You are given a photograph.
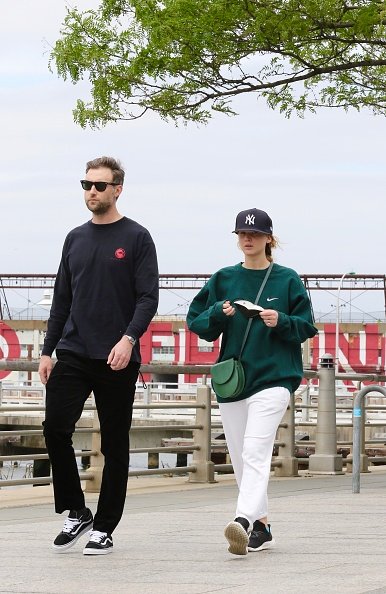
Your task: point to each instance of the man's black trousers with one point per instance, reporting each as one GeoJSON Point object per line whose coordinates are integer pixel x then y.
{"type": "Point", "coordinates": [72, 380]}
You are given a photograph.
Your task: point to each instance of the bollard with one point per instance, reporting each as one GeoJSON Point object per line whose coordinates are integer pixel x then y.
{"type": "Point", "coordinates": [364, 459]}
{"type": "Point", "coordinates": [286, 434]}
{"type": "Point", "coordinates": [326, 460]}
{"type": "Point", "coordinates": [357, 433]}
{"type": "Point", "coordinates": [203, 437]}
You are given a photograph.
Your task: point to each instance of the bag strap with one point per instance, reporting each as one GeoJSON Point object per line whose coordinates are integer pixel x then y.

● TASK INSTRUCTIONS
Reproduce the whole listing above word for word, leaving out the pictures.

● EXERCISE SOLUTION
You are given a photograph.
Your task: point to each instance of the man's black trousers with one point per instance, reporting each as one GeoJSON Point object per line whose coordinates are integer pixel x then y.
{"type": "Point", "coordinates": [72, 380]}
You are given a photograph.
Your task: point to each instance of the bollard with one point per instance, reporting each as one GeoJSON Point object per line whose coordinates are integer pixel x then y.
{"type": "Point", "coordinates": [364, 459]}
{"type": "Point", "coordinates": [286, 434]}
{"type": "Point", "coordinates": [326, 460]}
{"type": "Point", "coordinates": [357, 433]}
{"type": "Point", "coordinates": [203, 437]}
You are given a photograph.
Your task: point to each instance of the bag strap with one point per instance, reporting each as one GeoJSON Point object per line whose coordinates are integer pixel x then y.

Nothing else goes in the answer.